-- TEXT BLOCK follows --

Image of scientists working on computerResearch, like any other tax-supported activity, must be accountable. This auditing function is not merely a matter of counting publications or patents. Metrics have to be developed that match the real goals of the research program. The KDI goals were to develop new ideas, innovative tools, and a science and engineering workforce that could collaborate in new, interdisciplinary areas. Each project also had its own specific goals, such as modeling the earth in three dimensions to better predict oil reserves. More generally, the National Science Foundation provides an interface between basic, civilian non-medical sciences and the public. Hence, no single metric would be sufficient to evaluate KDI, and any single metric would be misleading.

NSF sponsored a systematic evaluation of the KDI, not just to audit the program but also to serve as a diagnostic tool. What worked best, and what should be managed differently? To begin, researchers from all 71 KDI projects were invited to attend an NSF-sponsored workshop to discuss their experiences. The variety of positive outcomes that workshop participants described fell into four categories, as illustrated below.

New Ideas

New Tools

Student Training

Project Outreach

  • Museum community improved access to software
  • New collaborations with researchers at CONABIO Mexico
  • Partnership with Sun Microsystems to obtain computer system
  • Work with lawyers at the Courtroom 21 project
  • Collaboration with IBM Watson Research Center
  • Formation of alliance and development of transfer technology
  • Meeting of researchers via seminar series
  • Partnership from Pfizer as project spinoff
  • Strengthening of relationships with government community
  • Deployment of project software in the IT industry
  • Supervision of talented high school students
  • Formation of new community around project results
  • Formation of close ties with IBM and Intel

As these lists suggest, the program as a whole met its goals. What predicted success of the individual project? Jonathon Cummings, on the faculty at MIT and a former KDI postdoc, conducted a systematic survey of grantees to find out. He found that dispersion rather than multi-disciplinarity was the most problematic aspect of KDI projects. Projects with PIs in more universities were significantly less well coordinated and reported fewer positive outcomes. Coordination mechanisms that brought researchers together (such as holding a project-related conference or workshop) appeared to reduce the negative impact of dispersion.

One major difficulty still stands in the way of realistic accountability. Much innovative research takes a long time to develop, and its consequences may not be known for years. Evaluations need to be used with great care to ensure that the scientists are busy doing long-range science and taking risks, rather than working for short-term reporting goals.

-- TEXT BLOCK concluded --

__QUESTIONS ON THE MATERIAL__:
1: Answer these questions using the KDI text.
(a) How many KDI projects had researchers invited to the NSF-sponsored workshop?
(b) Into how many categories did the positive outcomes described by workshop participants fall?
(c) According to Jonathon Cummings's survey, what was the most problematic aspect of KDI projects?
2: From the KDI text, extract the passage starting with "Image of scientists" and going on through "would be misleading.".

-- GIVEN RECORDS follows --

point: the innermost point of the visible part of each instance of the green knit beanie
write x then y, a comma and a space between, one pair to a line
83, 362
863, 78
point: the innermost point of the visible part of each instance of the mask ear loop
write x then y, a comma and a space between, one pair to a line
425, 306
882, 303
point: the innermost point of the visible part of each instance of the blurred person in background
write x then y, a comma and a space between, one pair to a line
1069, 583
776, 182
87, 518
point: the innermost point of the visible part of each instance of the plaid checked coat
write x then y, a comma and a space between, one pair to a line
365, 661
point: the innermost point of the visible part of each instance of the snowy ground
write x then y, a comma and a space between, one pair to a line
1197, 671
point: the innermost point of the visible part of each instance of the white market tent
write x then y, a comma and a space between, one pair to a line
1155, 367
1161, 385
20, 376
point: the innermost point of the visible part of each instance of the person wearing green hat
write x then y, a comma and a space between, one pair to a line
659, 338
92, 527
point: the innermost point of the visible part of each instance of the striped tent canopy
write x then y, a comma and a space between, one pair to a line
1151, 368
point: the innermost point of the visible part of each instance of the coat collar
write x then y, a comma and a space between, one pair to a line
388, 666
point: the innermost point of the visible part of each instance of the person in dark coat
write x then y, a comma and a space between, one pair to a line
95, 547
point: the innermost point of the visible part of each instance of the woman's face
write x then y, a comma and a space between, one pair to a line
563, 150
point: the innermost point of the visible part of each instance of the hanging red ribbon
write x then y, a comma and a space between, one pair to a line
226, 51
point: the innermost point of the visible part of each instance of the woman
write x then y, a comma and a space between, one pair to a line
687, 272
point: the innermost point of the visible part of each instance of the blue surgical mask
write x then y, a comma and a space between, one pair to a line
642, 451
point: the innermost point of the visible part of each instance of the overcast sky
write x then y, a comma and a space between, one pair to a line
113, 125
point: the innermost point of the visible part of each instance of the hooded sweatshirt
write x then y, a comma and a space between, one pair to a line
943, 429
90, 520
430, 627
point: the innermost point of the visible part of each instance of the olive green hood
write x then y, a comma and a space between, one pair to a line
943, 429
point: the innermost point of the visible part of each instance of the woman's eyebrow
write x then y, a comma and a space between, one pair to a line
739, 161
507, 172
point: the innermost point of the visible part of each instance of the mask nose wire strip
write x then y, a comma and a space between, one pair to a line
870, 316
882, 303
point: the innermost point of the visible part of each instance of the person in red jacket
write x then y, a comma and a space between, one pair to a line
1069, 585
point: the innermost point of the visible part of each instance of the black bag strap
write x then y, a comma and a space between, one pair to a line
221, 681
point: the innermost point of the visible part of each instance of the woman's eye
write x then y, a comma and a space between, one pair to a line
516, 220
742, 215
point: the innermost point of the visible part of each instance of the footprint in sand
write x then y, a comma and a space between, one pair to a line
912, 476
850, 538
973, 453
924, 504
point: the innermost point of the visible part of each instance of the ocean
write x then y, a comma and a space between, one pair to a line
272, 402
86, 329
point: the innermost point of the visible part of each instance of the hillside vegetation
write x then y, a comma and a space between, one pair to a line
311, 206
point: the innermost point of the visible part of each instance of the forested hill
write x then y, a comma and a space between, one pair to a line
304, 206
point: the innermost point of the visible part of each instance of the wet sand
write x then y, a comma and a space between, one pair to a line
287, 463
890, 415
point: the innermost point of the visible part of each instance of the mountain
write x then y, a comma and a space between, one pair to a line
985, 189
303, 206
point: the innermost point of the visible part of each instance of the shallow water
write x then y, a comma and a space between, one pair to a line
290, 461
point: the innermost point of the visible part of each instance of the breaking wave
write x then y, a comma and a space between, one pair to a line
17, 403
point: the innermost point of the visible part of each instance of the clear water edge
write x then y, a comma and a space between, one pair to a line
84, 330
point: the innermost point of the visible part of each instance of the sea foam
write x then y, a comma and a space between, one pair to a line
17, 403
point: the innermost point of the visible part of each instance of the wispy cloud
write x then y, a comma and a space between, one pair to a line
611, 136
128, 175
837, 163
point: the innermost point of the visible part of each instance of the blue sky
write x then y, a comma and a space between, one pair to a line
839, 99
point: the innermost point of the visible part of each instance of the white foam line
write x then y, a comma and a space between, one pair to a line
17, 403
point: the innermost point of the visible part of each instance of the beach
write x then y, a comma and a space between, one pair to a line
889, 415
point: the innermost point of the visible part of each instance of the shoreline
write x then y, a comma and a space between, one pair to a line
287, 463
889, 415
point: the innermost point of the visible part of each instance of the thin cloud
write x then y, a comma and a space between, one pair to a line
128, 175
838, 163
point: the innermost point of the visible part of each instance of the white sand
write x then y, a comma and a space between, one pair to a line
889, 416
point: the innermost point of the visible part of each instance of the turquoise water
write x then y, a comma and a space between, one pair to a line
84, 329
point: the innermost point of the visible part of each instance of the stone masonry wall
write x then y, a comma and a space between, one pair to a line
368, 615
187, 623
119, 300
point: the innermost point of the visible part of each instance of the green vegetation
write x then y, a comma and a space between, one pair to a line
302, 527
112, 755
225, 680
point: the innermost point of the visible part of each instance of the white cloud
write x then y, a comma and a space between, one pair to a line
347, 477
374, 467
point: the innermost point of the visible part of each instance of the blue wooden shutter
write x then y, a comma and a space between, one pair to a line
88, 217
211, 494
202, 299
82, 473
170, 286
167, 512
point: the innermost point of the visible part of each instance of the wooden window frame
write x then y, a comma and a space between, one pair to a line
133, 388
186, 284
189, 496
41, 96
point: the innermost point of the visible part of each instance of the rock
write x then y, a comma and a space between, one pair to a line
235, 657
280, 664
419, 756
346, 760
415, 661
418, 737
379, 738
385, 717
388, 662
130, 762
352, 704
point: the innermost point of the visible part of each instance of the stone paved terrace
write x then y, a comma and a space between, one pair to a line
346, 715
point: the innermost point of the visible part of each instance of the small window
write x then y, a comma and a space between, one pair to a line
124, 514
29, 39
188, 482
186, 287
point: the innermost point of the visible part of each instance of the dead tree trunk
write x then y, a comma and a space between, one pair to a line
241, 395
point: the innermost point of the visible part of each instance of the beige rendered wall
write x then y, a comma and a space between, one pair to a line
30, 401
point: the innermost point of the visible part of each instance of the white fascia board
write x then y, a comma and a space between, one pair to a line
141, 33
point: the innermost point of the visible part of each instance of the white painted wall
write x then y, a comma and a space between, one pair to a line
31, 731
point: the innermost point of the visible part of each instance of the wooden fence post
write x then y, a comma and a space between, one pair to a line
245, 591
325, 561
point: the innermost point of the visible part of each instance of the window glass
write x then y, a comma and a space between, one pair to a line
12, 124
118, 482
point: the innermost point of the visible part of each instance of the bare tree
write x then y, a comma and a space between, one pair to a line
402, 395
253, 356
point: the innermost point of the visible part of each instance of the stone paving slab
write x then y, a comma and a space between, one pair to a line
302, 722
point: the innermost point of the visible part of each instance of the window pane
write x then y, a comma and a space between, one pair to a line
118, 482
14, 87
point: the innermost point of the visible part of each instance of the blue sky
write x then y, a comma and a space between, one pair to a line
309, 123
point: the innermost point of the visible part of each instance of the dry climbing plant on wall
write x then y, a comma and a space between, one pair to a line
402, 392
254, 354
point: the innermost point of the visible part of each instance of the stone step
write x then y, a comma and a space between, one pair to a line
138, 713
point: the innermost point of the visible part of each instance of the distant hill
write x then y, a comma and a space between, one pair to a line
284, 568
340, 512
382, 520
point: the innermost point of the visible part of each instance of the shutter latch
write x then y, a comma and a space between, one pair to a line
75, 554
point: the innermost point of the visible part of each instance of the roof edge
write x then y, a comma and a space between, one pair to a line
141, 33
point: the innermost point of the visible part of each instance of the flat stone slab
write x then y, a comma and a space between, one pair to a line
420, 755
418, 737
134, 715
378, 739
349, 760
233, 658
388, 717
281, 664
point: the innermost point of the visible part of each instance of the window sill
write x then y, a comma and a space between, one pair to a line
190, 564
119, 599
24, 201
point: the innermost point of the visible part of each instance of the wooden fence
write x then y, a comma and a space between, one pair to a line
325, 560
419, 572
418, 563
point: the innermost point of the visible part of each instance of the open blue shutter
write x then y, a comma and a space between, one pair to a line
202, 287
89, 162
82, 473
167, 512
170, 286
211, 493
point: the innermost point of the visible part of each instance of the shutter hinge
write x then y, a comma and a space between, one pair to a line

-- GIVEN RECORDS concluded --

__NUMBERED RESPONSES__:
1:
(a) 71
(b) Four
(c) Dispersion

2:
Image of scientists working on computerResearch, like any other tax-supported activity, must be accountable. This auditing function is not merely a matter of counting publications or patents. Metrics have to be developed that match the real goals of the research program. The KDI goals were to develop new ideas, innovative tools, and a science and engineering workforce that could collaborate in new, interdisciplinary areas. Each project also had its own specific goals, such as modeling the earth in three dimensions to better predict oil reserves. More generally, the National Science Foundation provides an interface between basic, civilian non-medical sciences and the public. Hence, no single metric would be sufficient to evaluate KDI, and any single metric would be misleading.